**Work to be completed**: Shift every polygon vertex coordinate in this listing's answers by adding -5 to each x and y value, then write out all the lines of the listing again, requests included. Leave the pictures out of your answer.

**Dataset excerpts**:
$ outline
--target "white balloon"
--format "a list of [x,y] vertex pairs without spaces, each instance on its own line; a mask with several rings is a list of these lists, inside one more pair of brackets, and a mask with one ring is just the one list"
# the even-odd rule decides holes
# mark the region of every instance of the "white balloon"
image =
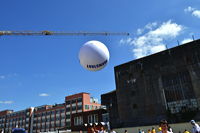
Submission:
[[79,51],[80,64],[87,70],[98,71],[104,68],[110,58],[108,48],[99,41],[86,42]]

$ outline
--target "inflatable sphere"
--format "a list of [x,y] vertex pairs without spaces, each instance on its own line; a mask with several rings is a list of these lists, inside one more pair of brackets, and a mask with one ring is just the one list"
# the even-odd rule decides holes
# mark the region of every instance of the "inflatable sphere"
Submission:
[[80,49],[80,64],[87,70],[98,71],[104,68],[110,58],[108,48],[99,41],[86,42]]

**Output for this exercise**:
$ outline
--target "white balloon"
--format "a list of [x,y] vertex pairs without spaces, each instance on its own line; a mask with several rings is a list of these lists, inside one more pair of brackets, and a mask with one ring is just the one list"
# the even-odd rule decides holes
# mark the region of every instance of the "white balloon"
image =
Submission:
[[74,46],[75,59],[82,65],[93,66],[99,63],[105,53],[103,43],[94,36],[81,37]]

$ outline
--target "inflatable sphere"
--format "a list of [x,y] vertex pairs without spaces, each instance on its own line; a mask with several rings is a list of these lists, inside one more pair of brackets, and a mask with one ring is just the one list"
# the even-odd rule decides holes
# mark the region of every instance of the "inflatable sphere"
Submission:
[[75,44],[75,59],[82,65],[93,66],[99,63],[105,53],[103,43],[94,36],[81,37]]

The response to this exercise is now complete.